* _Task inputs_
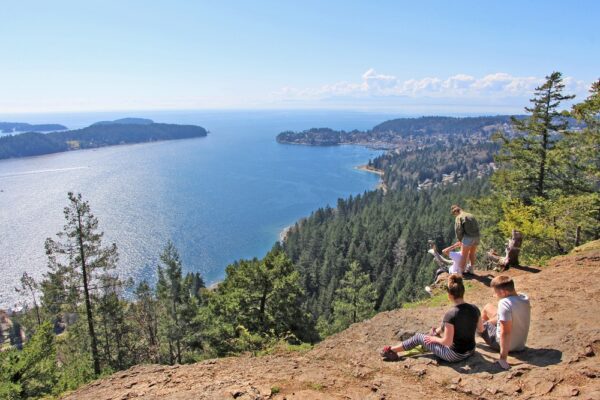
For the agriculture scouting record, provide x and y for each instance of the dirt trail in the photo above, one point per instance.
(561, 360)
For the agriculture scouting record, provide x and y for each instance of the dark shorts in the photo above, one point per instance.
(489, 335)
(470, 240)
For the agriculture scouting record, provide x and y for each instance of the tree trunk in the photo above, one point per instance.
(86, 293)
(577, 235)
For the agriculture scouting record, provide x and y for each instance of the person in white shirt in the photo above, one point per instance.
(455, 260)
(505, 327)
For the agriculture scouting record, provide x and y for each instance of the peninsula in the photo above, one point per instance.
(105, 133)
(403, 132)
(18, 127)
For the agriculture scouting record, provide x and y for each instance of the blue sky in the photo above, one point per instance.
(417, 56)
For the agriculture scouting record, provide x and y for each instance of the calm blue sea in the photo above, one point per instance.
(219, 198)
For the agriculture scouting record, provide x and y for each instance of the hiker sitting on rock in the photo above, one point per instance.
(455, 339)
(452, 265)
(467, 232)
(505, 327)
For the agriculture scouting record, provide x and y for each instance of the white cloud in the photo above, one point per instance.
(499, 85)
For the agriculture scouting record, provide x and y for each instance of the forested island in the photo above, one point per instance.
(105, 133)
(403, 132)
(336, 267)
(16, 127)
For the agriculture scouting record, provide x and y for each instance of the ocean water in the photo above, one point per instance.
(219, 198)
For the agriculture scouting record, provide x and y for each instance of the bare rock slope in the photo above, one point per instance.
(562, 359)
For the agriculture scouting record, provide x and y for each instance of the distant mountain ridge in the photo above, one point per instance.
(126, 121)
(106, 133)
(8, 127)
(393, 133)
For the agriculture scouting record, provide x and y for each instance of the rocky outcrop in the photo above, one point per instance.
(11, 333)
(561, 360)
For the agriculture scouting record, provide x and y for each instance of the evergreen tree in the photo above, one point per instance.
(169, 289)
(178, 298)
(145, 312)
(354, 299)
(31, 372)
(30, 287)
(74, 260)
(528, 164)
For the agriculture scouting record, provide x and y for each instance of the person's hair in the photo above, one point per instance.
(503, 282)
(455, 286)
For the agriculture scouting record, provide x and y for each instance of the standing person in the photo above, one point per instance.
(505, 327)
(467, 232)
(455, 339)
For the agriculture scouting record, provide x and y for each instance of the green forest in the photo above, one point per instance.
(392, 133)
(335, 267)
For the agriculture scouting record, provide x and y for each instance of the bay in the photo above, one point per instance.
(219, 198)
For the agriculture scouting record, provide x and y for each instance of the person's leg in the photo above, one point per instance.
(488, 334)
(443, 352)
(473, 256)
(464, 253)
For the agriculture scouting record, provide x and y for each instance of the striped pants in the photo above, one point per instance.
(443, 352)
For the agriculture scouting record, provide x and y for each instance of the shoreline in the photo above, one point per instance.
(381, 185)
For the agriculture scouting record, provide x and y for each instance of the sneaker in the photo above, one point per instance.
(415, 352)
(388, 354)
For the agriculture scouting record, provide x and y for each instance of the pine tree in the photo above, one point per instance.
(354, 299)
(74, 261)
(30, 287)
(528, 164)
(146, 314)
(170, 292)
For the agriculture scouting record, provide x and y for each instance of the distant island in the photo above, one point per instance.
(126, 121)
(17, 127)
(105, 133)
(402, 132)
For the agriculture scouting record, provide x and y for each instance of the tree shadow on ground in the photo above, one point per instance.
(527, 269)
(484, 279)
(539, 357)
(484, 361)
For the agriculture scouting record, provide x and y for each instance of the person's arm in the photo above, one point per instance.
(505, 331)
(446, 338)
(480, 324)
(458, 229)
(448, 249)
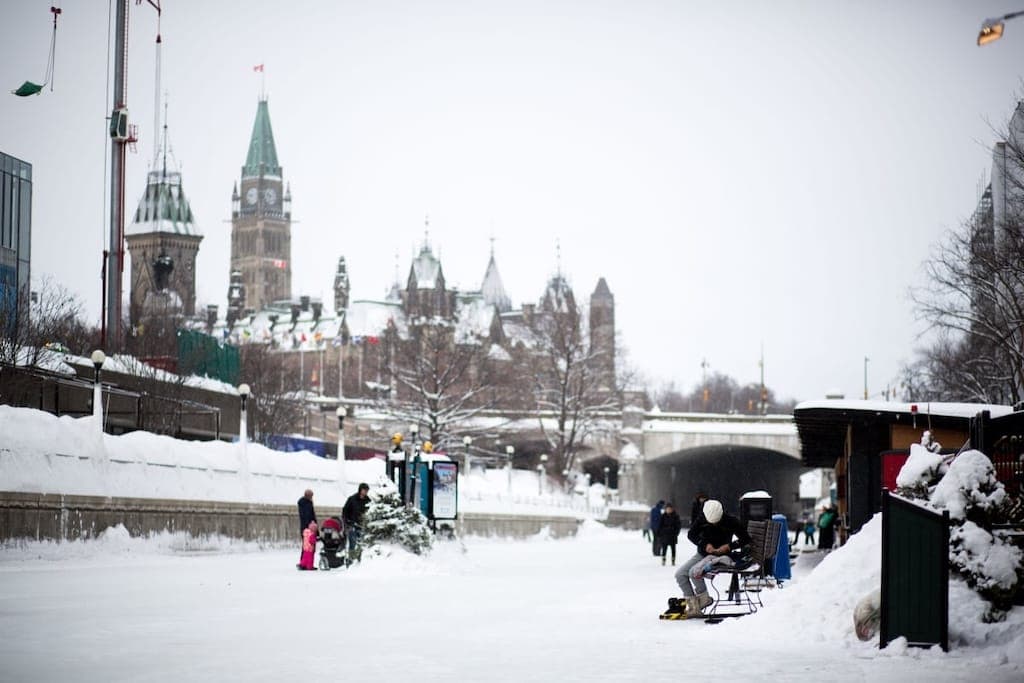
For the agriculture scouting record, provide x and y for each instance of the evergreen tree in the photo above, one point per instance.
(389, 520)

* _Try it_
Repeat each record exactly as shown above, dropping all images.

* _Written answer_
For the agriculture scouting record, provide x and y for each instance of the dirt trail in the photo above, one point per instance.
(561, 360)
For the agriculture scouting record, provide x and y for each instance of the dark shorts in the photo above, one point per instance.
(489, 335)
(470, 240)
For the agriculture scouting record, provide x and y for each instance of the tree trunk in the photo above, one point per instance.
(86, 293)
(577, 235)
For the agriculture scouting record, provide x and y for each instance of the person in white shirt in the photo above, one point per instance.
(455, 260)
(505, 327)
For the agriculture scouting record, provide x and y for each instance of the peninsula in the photo above, one point per instance.
(105, 133)
(403, 132)
(18, 127)
For the agriculture scouting record, provide x and y for each instance of the blue sky in the photo above, one point per instance.
(417, 56)
For the agriculture scouting record, provide x and y for each instance of the calm blue sea in the photo above, one point per instance.
(219, 198)
For the agriculture scouting record, provide x and y for each instance of the hiker sitting on rock in the photo above, one point per instance.
(455, 339)
(452, 265)
(467, 232)
(505, 327)
For the agriculture scouting record, provide x and y for each instance of the white cloud in the photo above, one point per instance.
(499, 85)
For the agriculture scouting record, provide x and y for each instance of the forested island in the photo above, one point per instance.
(105, 133)
(403, 132)
(336, 267)
(16, 127)
For the agriculture scouting record, provide x and y for each instance of the ocean water in the photo above, one point per instance.
(219, 198)
For the agriculture scouting record, provide x and y for each instance of the bare rock slope in the photo above, one point per instance.
(562, 359)
For the agriculture scouting record, provide x and y for each instance of the distant mountain ridge in the photo above, one point per instance.
(126, 121)
(106, 133)
(8, 127)
(393, 133)
For the agriculture scouting record, provide x and y for each instance of the rocky outcrop in the photo above, one point per instance.
(11, 333)
(561, 360)
For the agriculture scouting record, provide x and y for each instance of the evergreen tree in the photo above, one point per instance.
(169, 289)
(178, 298)
(145, 312)
(354, 299)
(31, 372)
(30, 287)
(74, 260)
(528, 164)
For the agriculture scouting record, provide x and y for each instance of the person's hair in the photo above, one point per instance.
(503, 282)
(455, 286)
For the agriculture scouting record, provide x and y for each instance of the standing person in the photo above, one point per instance.
(505, 327)
(467, 232)
(455, 339)
For the agriculture scouting record, provide x and y for each instance of the green forest in the photo above, one point per instance.
(392, 133)
(335, 267)
For the agriculture scouting record, provide x and y for each instance of the bay in the photo above, one point per instance.
(219, 198)
For the agriculture scouting record, provide x and y for each instance of the person's leg in the photo above, one point per instance.
(488, 334)
(443, 352)
(473, 256)
(464, 253)
For the agriculture scouting record, provide x and y for each instance of the striped pants in the photo above, one point per instance.
(443, 352)
For the agriculture scouting record, provide x and y for each instance of the shoreline in the photo above, one point per instance.
(381, 185)
For the agriculture scouting record, provide x and y for each instance of the sneaker in the photo above, one point per instance.
(415, 352)
(388, 354)
For the agriculture scouting record, provide x and y for each instance of the pine tree in the photo above, one point per instance.
(354, 299)
(74, 261)
(30, 287)
(528, 164)
(146, 314)
(170, 292)
For the agriculture scouting record, provide x and y for each instance of the distant island in the photo above, one point per instance.
(126, 121)
(17, 127)
(105, 133)
(402, 132)
For the agriculture scouting record, provide x and y for each instance of the tree shadow on ground in the photo above, one point per instance.
(527, 269)
(484, 279)
(539, 357)
(484, 361)
For the agriculture scouting record, provide x and y for each instance of the person's arm in the photo above, one point per instance.
(505, 331)
(446, 338)
(480, 324)
(458, 229)
(448, 249)
For the agriculture scouting record, provide x and y for each instance of the evergreen tree in the photo above, one point per instance.
(389, 520)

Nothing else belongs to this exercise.